* start SELECTED EXCERPT *

# Router Fence Micro Adjuster



## sweet willy (Jul 17, 2013)

I just received a fence for my router table and today I made a micro adjuster for it based on an idea I stole from the internet. I think it's self-explanatory but I'll answer any questions.


----------



## Sawdustguy (Dec 30, 2008)

Is that a Hart Design (Hartville Tool) fence on your router table? I have that fence and am a little disappointed with it. It is a little difficult to kee[ square to the miter gauge track and the table in general. I have wanted a micro adjuster for it but do not see what help it is if the fence does not move square to the table.

Thanks

George


----------



## jschaben (Apr 1, 2010)

George G said:


> Is that a Hart Design (Hartville Tool) fence on your router table? I have that fence and am a little disappointed with it. It is a little difficult to kee[ square to the miter gauge track and the table in general. I have wanted a micro adjuster for it but do not see what help it is if the fence does not move square to the table.
> 
> Thanks
> 
> George


 Hi George - why are you so concerned about the fence to miter track relationship? The router table is substantially different than a table saw in that respect because the cutting tool is rotating around a perpendicular rather than a horizontal axis. The only time it becomes important is if you are using the miter gauge in conjunction with the fence, not a good idea on a table saw either. For most cope cuts, where a miter gauge is tempting to use, I find a large push block or sled to be safer and more effective. :smile:


----------



## Sawdustguy (Dec 30, 2008)

jschaben said:


> Hi George - why are you so concerned about the fence to miter track relationship? :smile:


I guess I am just being anal, I do not use a miter gauge on the router table. For cope cuts I use a coping sled which follows the fence not the miter slot.

George


----------



## jigs-n-fixtures (Apr 28, 2012)

George G said:


> Is that a Hart Design (Hartville Tool) fence on your router table? I have that fence and am a little disappointed with it. It is a little difficult to kee[ square to the miter gauge track and the table in general. I have wanted a micro adjuster for it but do not see what help it is if the fence does not move square to the table.
> 
> Thanks
> 
> George


Your next "tool" purchase needs to be "Woodworking With The Router", by Hylton. 

Your post shows that you need to better understand the way a router table works. There is no need for a miter slot in a router table. 

Sleds that index off the front of the table, or the fence, tend to be more accurate, and in my opinion safer, than a miter slot. 

The only purpose for a miter slot is to provide an attachment point for feather boards, and that can also be accomplished better with jigs clamped to the front of the table.


----------



## sweet willy (Jul 17, 2013)

Yes George, it is a Hart Design fence. I chose that fence because it has the ability to be made perpendicular to the table. I agree with the other guys that there is no reason to maintain parallel to the miter gauge track. In fact, if that was the case it would be impossible to have a micro adjuster on a router table.


----------

* end SELECTED EXCERPT *

WRITTEN EXERCISE – Print the passage of the router fence thread between "Your post shows" and "of the table.", inclusive, word for word.

* start MATERIAL *

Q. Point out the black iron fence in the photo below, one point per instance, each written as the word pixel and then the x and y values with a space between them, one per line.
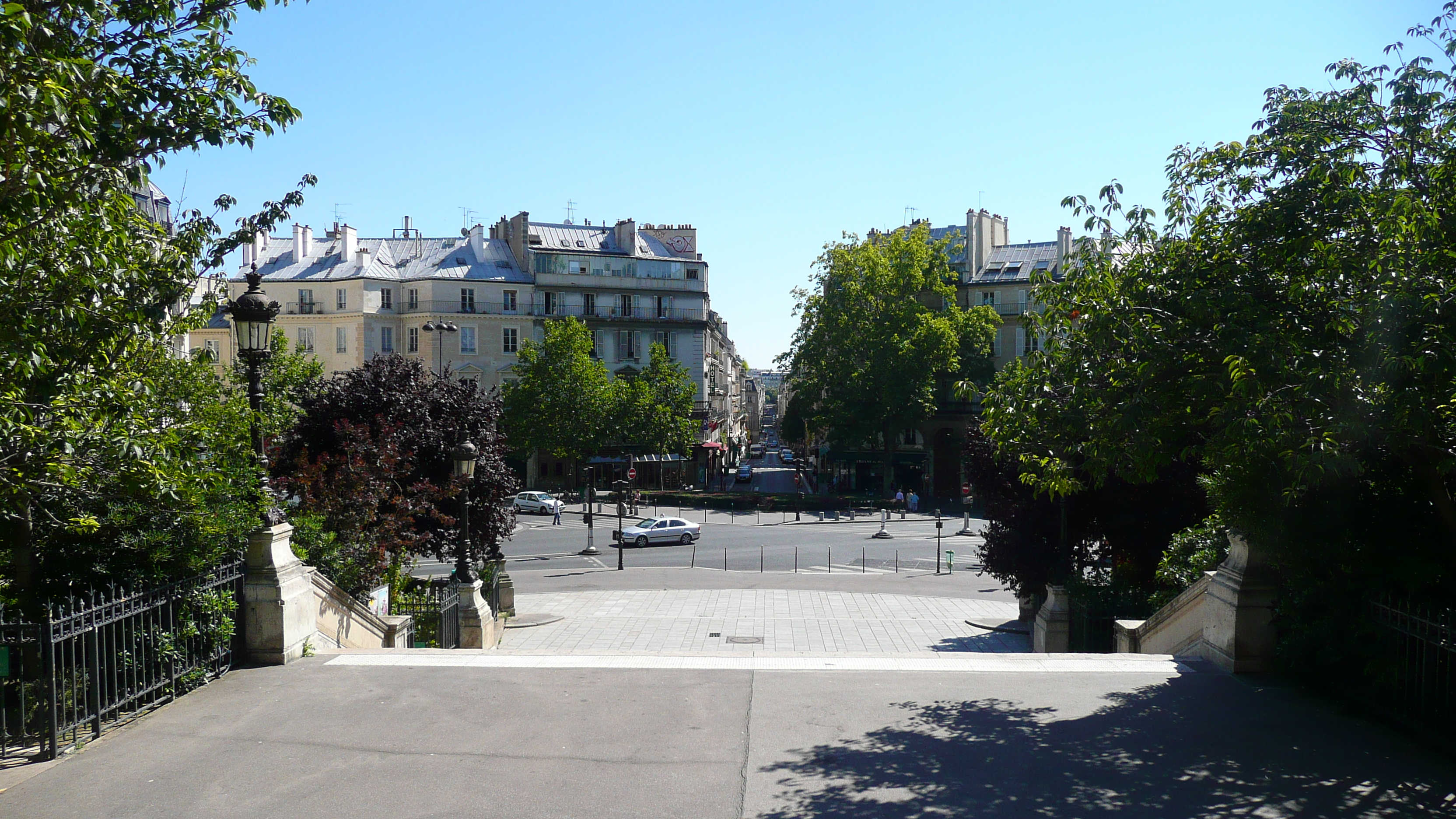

* end MATERIAL *

OUTPUT –
Your post shows that you need to better understand the way a router table works. There is no need for a miter slot in a router table. 

Sleds that index off the front of the table, or the fence, tend to be more accurate, and in my opinion safer, than a miter slot. 

The only purpose for a miter slot is to provide an attachment point for feather boards, and that can also be accomplished better with jigs clamped to the front of the table.